TASKS:
(a) In the article on the H-2A wage freeze, rewrite the paragraph beginning "H-2A workers have a set wage" as a short bulleted list that keeps its main facts.
(b) Answer these questions from the article on the H-2A wage freeze:
(i) Which labor group filed the lawsuit?
(ii) Through which years would wages be frozen at their current rates?
(iii) What is the H-2A wage called?
(c) Carry on the article about the H-2A wage freeze lawsuit from its last sentence.

United Farm Workers Files Lawsuit Over H-2A Wage Freeze - Modern Farmer

United Farm Workers Files Lawsuit Over H-2A Wage Freeze

A new rule would keep wages at a previous rate for several years.

Farm workers in California.
Photography by F. Armstrong Photography on Shutterstock

A labor group is suing the federal government over a proposed wage freeze for foreign agricultural workers in the H-2A visa program. 

At the beginning of November, the Trump administration announced wages would be frozen at their current rates through 2021 and 2022. In response, United Farm Workers filed a lawsuit, reports The Packer, to stop that regulation from taking effect.

H-2A workers have a set wage that is different from other state or federal minimum wages; it’s calculated to avoid having a negative effect on the wages of American citizens. Essentially, the USDA conducts a big survey of farmers to find out what they’re paying farmworkers, then figures out an hourly wage from that. The idea is to keep farmers from paying such a low price that Americans refuse to take those jobs, which would create an artificial labor shortage where there isn’t one. It’s called the adverse effect wage rate.

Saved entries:

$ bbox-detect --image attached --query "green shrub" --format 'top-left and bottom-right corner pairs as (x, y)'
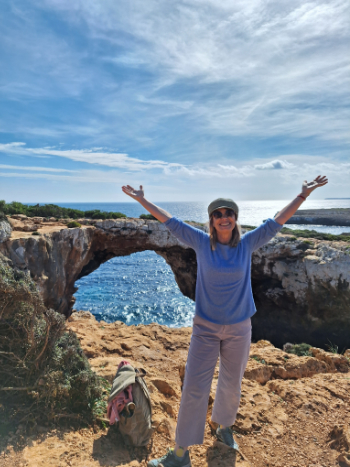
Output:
(140, 214), (158, 221)
(286, 343), (312, 357)
(0, 200), (126, 219)
(0, 255), (106, 432)
(67, 221), (81, 229)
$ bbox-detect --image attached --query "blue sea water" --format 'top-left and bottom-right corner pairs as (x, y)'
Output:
(50, 199), (350, 327)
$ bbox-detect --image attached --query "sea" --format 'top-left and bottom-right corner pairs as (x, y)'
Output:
(55, 198), (350, 327)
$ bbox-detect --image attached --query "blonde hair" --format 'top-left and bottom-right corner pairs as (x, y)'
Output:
(209, 213), (242, 251)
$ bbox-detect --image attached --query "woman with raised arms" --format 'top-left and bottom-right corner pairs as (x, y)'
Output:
(122, 175), (328, 467)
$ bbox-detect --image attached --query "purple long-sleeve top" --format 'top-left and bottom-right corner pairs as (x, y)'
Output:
(165, 217), (282, 324)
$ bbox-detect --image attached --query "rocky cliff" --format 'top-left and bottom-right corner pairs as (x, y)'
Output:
(286, 208), (350, 226)
(0, 219), (350, 348)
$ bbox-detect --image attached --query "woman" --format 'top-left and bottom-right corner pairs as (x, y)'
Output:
(122, 176), (328, 467)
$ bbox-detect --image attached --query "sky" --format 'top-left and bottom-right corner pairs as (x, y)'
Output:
(0, 0), (350, 203)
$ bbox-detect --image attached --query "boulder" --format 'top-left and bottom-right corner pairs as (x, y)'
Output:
(0, 219), (350, 348)
(0, 219), (12, 243)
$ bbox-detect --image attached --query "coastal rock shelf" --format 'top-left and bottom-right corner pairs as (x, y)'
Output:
(0, 219), (350, 350)
(286, 208), (350, 226)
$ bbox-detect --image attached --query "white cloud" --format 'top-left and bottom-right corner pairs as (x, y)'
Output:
(2, 0), (350, 149)
(254, 160), (295, 170)
(0, 164), (77, 173)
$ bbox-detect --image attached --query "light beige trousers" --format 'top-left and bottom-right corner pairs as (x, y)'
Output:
(175, 316), (252, 446)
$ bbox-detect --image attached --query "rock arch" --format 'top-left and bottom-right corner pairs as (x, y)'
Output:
(0, 219), (350, 348)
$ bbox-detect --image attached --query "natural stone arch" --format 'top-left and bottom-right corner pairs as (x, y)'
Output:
(0, 219), (350, 348)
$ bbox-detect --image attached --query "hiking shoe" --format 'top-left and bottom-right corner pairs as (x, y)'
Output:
(216, 426), (239, 451)
(147, 449), (192, 467)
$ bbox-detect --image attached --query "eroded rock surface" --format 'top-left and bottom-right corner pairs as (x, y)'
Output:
(286, 208), (350, 226)
(0, 312), (350, 467)
(0, 218), (350, 348)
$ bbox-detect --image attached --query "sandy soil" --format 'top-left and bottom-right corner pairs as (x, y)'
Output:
(0, 312), (350, 467)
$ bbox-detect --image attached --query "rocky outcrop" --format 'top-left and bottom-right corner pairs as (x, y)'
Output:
(0, 219), (350, 349)
(0, 218), (12, 243)
(64, 312), (350, 467)
(286, 208), (350, 226)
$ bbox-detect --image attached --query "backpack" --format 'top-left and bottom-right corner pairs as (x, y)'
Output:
(109, 365), (153, 446)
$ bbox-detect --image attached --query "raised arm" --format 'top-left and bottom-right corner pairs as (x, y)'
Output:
(122, 185), (173, 222)
(275, 175), (328, 225)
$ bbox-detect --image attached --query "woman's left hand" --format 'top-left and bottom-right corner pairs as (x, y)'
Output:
(301, 175), (328, 197)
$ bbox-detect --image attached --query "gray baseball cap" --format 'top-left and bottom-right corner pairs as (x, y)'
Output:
(208, 198), (238, 218)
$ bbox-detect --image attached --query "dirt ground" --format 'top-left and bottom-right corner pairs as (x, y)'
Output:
(0, 312), (350, 467)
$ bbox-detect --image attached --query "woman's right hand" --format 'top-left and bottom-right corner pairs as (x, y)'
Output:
(122, 185), (145, 201)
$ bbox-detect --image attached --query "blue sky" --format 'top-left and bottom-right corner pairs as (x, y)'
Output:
(0, 0), (350, 202)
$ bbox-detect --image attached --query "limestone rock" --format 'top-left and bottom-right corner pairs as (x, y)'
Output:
(0, 219), (12, 243)
(0, 216), (350, 348)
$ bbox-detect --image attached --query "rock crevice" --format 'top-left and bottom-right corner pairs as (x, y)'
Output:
(0, 219), (350, 348)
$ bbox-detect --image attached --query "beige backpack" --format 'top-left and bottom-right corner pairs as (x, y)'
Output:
(109, 365), (153, 446)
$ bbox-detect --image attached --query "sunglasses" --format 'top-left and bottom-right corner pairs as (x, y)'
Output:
(212, 209), (236, 219)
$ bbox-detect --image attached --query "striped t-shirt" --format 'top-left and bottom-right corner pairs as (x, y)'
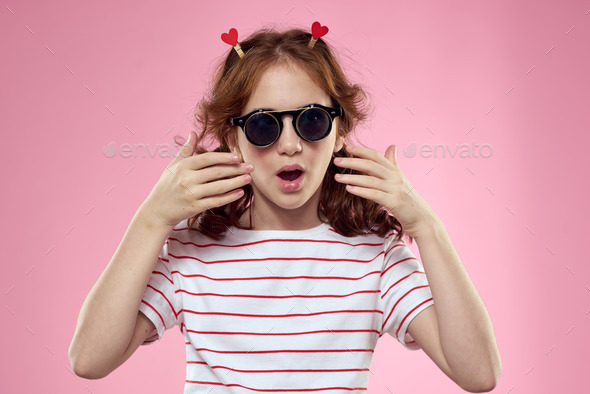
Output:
(139, 220), (433, 394)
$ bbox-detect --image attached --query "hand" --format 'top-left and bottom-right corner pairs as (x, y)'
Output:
(334, 145), (438, 238)
(140, 131), (253, 228)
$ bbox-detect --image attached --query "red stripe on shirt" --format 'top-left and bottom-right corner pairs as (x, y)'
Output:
(186, 329), (379, 336)
(168, 237), (383, 248)
(381, 257), (418, 276)
(141, 300), (166, 330)
(152, 271), (174, 284)
(395, 297), (432, 337)
(186, 380), (367, 393)
(186, 361), (369, 373)
(381, 271), (426, 299)
(179, 309), (383, 318)
(176, 289), (381, 298)
(168, 251), (383, 264)
(171, 270), (381, 280)
(147, 284), (178, 317)
(381, 285), (428, 330)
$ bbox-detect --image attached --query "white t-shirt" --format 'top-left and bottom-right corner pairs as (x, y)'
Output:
(139, 220), (433, 394)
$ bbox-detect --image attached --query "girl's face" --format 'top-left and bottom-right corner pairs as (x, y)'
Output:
(230, 63), (342, 228)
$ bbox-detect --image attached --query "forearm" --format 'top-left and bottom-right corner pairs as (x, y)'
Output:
(415, 218), (501, 388)
(69, 208), (171, 377)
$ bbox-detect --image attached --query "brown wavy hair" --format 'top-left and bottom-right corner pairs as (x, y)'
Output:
(176, 24), (412, 243)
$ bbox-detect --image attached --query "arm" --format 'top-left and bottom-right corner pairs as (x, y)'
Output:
(68, 135), (253, 379)
(334, 145), (501, 392)
(68, 208), (172, 379)
(408, 217), (501, 392)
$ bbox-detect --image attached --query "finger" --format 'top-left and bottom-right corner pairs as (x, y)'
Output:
(334, 157), (391, 179)
(195, 163), (254, 183)
(182, 152), (241, 170)
(385, 145), (398, 167)
(346, 145), (392, 168)
(199, 189), (244, 211)
(334, 174), (389, 193)
(191, 174), (252, 199)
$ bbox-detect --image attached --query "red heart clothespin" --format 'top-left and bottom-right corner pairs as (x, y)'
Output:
(308, 22), (328, 48)
(221, 27), (244, 58)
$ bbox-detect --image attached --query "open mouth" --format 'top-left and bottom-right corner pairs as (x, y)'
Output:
(278, 170), (303, 182)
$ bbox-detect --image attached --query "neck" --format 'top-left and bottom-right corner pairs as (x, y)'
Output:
(240, 190), (322, 230)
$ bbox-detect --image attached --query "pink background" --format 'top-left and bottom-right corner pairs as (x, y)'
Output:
(0, 0), (590, 394)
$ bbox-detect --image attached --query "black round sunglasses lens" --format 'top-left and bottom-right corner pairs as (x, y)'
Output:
(246, 113), (279, 146)
(297, 108), (332, 141)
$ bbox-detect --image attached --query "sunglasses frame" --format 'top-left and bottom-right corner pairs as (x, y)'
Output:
(228, 104), (344, 148)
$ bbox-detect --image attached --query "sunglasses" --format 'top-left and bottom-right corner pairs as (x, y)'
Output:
(229, 104), (343, 148)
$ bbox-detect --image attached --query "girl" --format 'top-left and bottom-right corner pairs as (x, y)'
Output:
(69, 22), (501, 393)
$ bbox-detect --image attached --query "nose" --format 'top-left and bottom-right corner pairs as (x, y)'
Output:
(276, 115), (301, 156)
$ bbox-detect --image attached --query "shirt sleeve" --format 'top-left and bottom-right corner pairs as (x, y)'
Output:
(379, 236), (434, 350)
(139, 241), (182, 345)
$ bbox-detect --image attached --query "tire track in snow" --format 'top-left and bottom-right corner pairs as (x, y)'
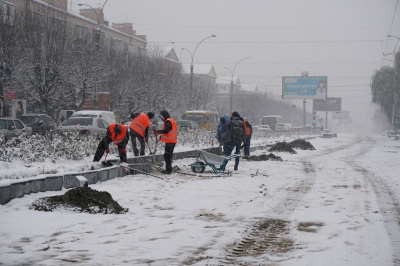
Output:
(220, 138), (370, 265)
(344, 138), (400, 265)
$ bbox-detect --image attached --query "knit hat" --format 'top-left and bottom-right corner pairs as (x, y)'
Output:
(114, 125), (122, 135)
(232, 111), (240, 117)
(147, 112), (154, 119)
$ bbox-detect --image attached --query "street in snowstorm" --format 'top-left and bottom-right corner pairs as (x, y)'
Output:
(0, 134), (400, 266)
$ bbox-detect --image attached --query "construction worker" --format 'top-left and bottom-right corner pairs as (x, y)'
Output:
(243, 118), (253, 156)
(129, 112), (154, 156)
(154, 110), (178, 175)
(93, 124), (129, 163)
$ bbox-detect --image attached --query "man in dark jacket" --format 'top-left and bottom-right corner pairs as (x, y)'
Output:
(154, 110), (178, 175)
(242, 118), (253, 156)
(93, 124), (129, 163)
(226, 111), (246, 171)
(129, 112), (154, 156)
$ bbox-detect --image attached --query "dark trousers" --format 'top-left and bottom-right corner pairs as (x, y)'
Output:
(130, 129), (146, 156)
(226, 143), (242, 170)
(93, 138), (127, 163)
(243, 136), (251, 156)
(164, 143), (175, 172)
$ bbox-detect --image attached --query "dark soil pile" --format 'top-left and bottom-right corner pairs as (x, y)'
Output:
(29, 187), (129, 214)
(268, 142), (297, 154)
(289, 139), (315, 150)
(243, 153), (283, 162)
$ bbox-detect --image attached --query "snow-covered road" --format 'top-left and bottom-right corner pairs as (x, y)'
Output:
(0, 134), (400, 266)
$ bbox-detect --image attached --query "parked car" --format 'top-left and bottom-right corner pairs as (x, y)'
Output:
(59, 117), (108, 134)
(258, 125), (271, 131)
(0, 117), (32, 138)
(176, 120), (200, 131)
(71, 110), (117, 125)
(275, 123), (292, 132)
(21, 114), (56, 133)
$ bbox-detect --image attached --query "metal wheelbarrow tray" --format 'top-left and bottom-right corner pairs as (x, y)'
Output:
(190, 150), (240, 174)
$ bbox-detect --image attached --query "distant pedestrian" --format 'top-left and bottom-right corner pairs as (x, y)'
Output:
(243, 119), (253, 156)
(226, 111), (246, 171)
(154, 110), (178, 175)
(93, 124), (129, 163)
(129, 112), (154, 156)
(221, 115), (231, 155)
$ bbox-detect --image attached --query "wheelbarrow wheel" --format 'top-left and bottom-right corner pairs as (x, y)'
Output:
(192, 162), (206, 173)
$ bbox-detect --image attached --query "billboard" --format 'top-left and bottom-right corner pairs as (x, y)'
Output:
(332, 111), (350, 120)
(282, 76), (328, 99)
(313, 97), (342, 112)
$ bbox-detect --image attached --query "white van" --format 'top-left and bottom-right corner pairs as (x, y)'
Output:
(71, 110), (117, 125)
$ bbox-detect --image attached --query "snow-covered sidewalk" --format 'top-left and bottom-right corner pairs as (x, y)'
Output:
(0, 134), (400, 265)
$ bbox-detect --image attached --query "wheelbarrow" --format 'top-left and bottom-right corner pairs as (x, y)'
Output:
(190, 150), (240, 174)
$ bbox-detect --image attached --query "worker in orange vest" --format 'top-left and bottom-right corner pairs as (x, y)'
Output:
(129, 112), (154, 156)
(154, 110), (178, 175)
(93, 124), (129, 163)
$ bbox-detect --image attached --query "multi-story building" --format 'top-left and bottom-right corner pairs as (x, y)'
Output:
(0, 0), (147, 53)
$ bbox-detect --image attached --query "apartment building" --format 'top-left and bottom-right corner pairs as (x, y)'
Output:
(0, 0), (147, 54)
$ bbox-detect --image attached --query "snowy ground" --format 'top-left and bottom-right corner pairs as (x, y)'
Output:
(0, 134), (400, 266)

ANSWERS TO THE TASKS:
(a)
- H-2A workers have their own set wage, separate from state or federal minimum wages.
- It is calculated to avoid hurting the wages of American citizens.
- The USDA surveys farmers on what they pay farmworkers and works out an hourly wage from the results.
- The goal is to keep pay from falling so low that Americans refuse the jobs, which would create an artificial labor shortage.
- This wage is called the adverse effect wage rate.

(b)
(i) United Farm Workers
(ii) 2021 and 2022
(iii) The adverse effect wage rate

(c)
On the other hand, there actually has been a significant labor shortage for farmworkers, during the COVID-19 pandemic more than ever. This wage rate is not well liked by many farmers, who see wages rise while their earnings do not rise in turn, though this isn’t particularly different from any other employer-employee relationship: the employer wants to pay as little as possible, and the employee wants to earn as much as possible.

On September 30, the Trump administration announced that it would simply not be conducting the Farm Labor Survey, which is used to set the adverse effect wage rate. The November announcement laid bare the plans for H-2A workers: the rates for 2021 and 2022 would be frozen to the rate used in 2020, which due to the canceled survey actually uses data from 2019. In 2023 and beyond, this rule would find that H-2A workers are paid in accordance with data from the Employment Cost Index, which comes from the Department of Labor and is specific to farm work. 

The Employment Cost Index rises significantly more slowly than the previous wage rate, which means that H-2A workers will simply be paid less than they ordinarily would have. The lawsuit says their calculations find an average of nearly $170 million in difference per year over the next ten years, money which is being directly transferred from farm workers to farm owners. 

The incoming Biden administration would have the power to change this rule, though NPR suggests that process could take “a year or more.”